___ Provided passage

Dogs do not have problems expressing affection in public.
Dogs miss you when you're gone.
Dogs never wonder whether your dog is good enough for you.
Dogs feel guilt when they've done something wrong.
Dogs don't brag about whom they have slept with.
Dogs don't criticize your friends.
Dogs admit when they're jealous.
Dogs are very direct about wanting to go out.
Dogs do not play games with you -- except fetch (and they never laugh at how you throw).
Dogs are happy with any video you choose to rent because they know the most important thing is that you are together.
Dogs don't feel threatened by your intelligence.
No dog ever voted to confirm Clarence Thomas.
You can train a dog.
Dogs are easy to buy for.
Dogs are good with kids.
Dogs are already in touch with their inner puppies.
You are never suspicious of your dog's dreams.
Gorgeous dogs don't know they are gorgeous.

______

=== Tasks to carry out ===
(1) Copy the part of the list about dogs from "Dogs never wonder" to "their inner puppies.".
(2) Extend the list about dogs with new lines that follow its final line.

___ Data for review

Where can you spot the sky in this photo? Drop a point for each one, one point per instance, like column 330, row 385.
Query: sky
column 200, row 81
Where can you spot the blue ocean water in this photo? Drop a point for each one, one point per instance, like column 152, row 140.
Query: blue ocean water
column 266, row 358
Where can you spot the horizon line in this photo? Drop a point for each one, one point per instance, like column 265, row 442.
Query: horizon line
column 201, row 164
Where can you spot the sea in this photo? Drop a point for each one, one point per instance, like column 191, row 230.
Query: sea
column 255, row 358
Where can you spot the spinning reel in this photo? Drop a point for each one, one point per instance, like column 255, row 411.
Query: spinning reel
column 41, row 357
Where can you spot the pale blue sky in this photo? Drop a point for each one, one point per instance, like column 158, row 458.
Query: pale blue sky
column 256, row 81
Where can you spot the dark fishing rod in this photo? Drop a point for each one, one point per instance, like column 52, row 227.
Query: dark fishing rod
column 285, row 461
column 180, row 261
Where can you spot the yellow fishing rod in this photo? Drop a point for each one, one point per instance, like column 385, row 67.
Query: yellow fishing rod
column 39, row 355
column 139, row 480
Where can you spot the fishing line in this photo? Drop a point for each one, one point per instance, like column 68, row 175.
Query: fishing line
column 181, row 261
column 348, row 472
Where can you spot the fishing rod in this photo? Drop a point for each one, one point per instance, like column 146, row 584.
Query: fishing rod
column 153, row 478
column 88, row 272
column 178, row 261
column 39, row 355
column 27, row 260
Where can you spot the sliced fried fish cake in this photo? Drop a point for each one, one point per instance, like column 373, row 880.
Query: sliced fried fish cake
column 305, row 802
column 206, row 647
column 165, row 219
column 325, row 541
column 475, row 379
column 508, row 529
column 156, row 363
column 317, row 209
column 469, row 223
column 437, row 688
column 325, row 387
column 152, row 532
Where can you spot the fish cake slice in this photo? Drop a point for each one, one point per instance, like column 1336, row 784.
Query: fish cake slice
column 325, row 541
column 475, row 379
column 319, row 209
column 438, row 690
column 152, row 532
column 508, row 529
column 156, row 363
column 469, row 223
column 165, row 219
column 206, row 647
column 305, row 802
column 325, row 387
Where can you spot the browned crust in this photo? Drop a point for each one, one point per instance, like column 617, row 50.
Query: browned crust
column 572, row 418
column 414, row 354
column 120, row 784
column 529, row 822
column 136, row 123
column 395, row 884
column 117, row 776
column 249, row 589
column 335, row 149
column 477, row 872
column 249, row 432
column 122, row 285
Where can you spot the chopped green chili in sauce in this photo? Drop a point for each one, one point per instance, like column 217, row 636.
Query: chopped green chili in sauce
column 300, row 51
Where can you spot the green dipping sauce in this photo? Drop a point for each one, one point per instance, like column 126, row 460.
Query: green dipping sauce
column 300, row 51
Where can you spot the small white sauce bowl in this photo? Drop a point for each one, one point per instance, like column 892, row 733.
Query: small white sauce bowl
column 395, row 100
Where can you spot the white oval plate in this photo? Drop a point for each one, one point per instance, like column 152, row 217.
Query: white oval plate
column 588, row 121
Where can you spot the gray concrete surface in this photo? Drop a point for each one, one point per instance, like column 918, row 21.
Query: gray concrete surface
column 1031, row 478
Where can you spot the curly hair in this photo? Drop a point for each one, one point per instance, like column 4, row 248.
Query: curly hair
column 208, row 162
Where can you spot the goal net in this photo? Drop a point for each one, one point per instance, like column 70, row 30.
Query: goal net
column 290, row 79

______

=== Written responses ===
(1)
Dogs never wonder whether your dog is good enough for you.
Dogs feel guilt when they've done something wrong.
Dogs don't brag about whom they have slept with.
Dogs don't criticize your friends.
Dogs admit when they're jealous.
Dogs are very direct about wanting to go out.
Dogs do not play games with you -- except fetch (and they never laugh at how you throw).
Dogs are happy with any video you choose to rent because they know the most important thing is that you are together.
Dogs don't feel threatened by your intelligence.
No dog ever voted to confirm Clarence Thomas.
You can train a dog.
Dogs are easy to buy for.
Dogs are good with kids.
Dogs are already in touch with their inner puppies.

(2)
The worst social disease you can get from your dog is fleas. (okay...the *really* worst disease you can get from them is rabies, but there's a vaccine for it, and you get to kill the one that gives it to you.)
Dogs understand what no means.
Dogs don't need therapy to undo their bad socialization.
Dogs don't make a practice of killing their own species.
Dogs understand if some of their friends can not come inside.
Dogs do not read at the table.
Dogs think you are a culinary genius.
You can house train a dog.
Middle-aged dogs don't feel the need to abandon you for a younger owner.
Dogs aren't threatened by a woman with short hair.
Dogs aren't threatened by two women with short hair.
Dogs don't mind if you do all the driving.
Dogs admit it when they are lost.
Dogs don't weigh down your purse with their stuff.
Dogs look at your eyes.
Dogs like your size.
Dogs do not care whether or not you shave your legs.
Dogs are color blind.
Dogs aren't threatened if you earn more than they do.
Dogs are nice to your relatives.
Dogs obsess about you as much as you obsess about them.
Both take up too much space on the bed.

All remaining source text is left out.